Rewrite everything from the start of the entries down to the line containing "Trace the outline of every instance of the fish.", changing "fish" to "duck" and keeping all else the same.

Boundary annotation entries
********

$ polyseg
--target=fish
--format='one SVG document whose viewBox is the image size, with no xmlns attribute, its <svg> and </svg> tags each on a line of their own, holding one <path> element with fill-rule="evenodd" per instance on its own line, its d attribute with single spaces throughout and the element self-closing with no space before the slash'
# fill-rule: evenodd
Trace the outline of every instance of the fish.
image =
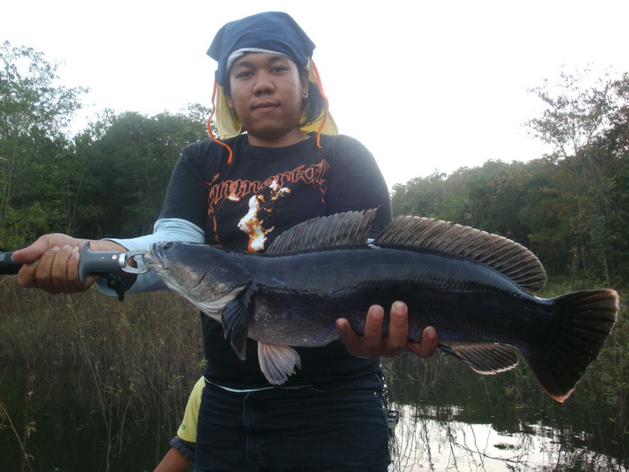
<svg viewBox="0 0 629 472">
<path fill-rule="evenodd" d="M 546 272 L 518 243 L 413 216 L 394 219 L 371 240 L 377 211 L 306 221 L 262 254 L 164 241 L 143 261 L 171 290 L 222 324 L 240 359 L 247 338 L 257 341 L 271 385 L 301 368 L 294 347 L 340 339 L 338 318 L 362 334 L 371 305 L 402 300 L 410 341 L 434 326 L 440 351 L 483 375 L 513 369 L 522 357 L 551 397 L 570 396 L 616 324 L 616 290 L 538 298 L 533 293 L 545 287 Z"/>
</svg>

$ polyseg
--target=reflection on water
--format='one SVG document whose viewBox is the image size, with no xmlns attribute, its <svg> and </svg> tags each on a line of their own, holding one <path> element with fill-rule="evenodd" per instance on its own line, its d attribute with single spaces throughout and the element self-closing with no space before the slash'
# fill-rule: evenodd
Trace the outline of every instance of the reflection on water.
<svg viewBox="0 0 629 472">
<path fill-rule="evenodd" d="M 400 412 L 391 472 L 629 470 L 626 420 L 587 382 L 559 404 L 523 366 L 485 377 L 402 357 L 385 368 Z"/>
<path fill-rule="evenodd" d="M 391 472 L 429 470 L 627 470 L 611 457 L 566 448 L 556 432 L 543 424 L 521 425 L 519 432 L 497 432 L 491 423 L 439 422 L 416 406 L 396 405 Z"/>
<path fill-rule="evenodd" d="M 26 441 L 31 468 L 24 470 L 148 471 L 175 432 L 181 412 L 172 411 L 169 423 L 156 419 L 162 405 L 133 416 L 124 398 L 118 413 L 103 409 L 79 370 L 40 371 L 26 405 L 28 371 L 14 362 L 0 366 L 0 404 L 14 425 L 3 419 L 2 471 L 21 470 L 15 432 L 27 411 L 35 431 Z M 617 412 L 585 382 L 560 405 L 524 370 L 483 377 L 458 363 L 403 356 L 385 368 L 401 414 L 390 472 L 629 470 L 625 420 L 616 421 Z"/>
</svg>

********

*Task response*
$ polyseg
--target=duck
--format='one SVG document whose viewBox is the image size, with no xmlns attribute, its <svg> and </svg> tags each on a line of their own, holding one <path> element with fill-rule="evenodd" per instance on its own line, its d attribute with single spaces throughout and the element self-closing with no space before the slash'
# fill-rule: evenodd
Trace the outline of every instance of the duck.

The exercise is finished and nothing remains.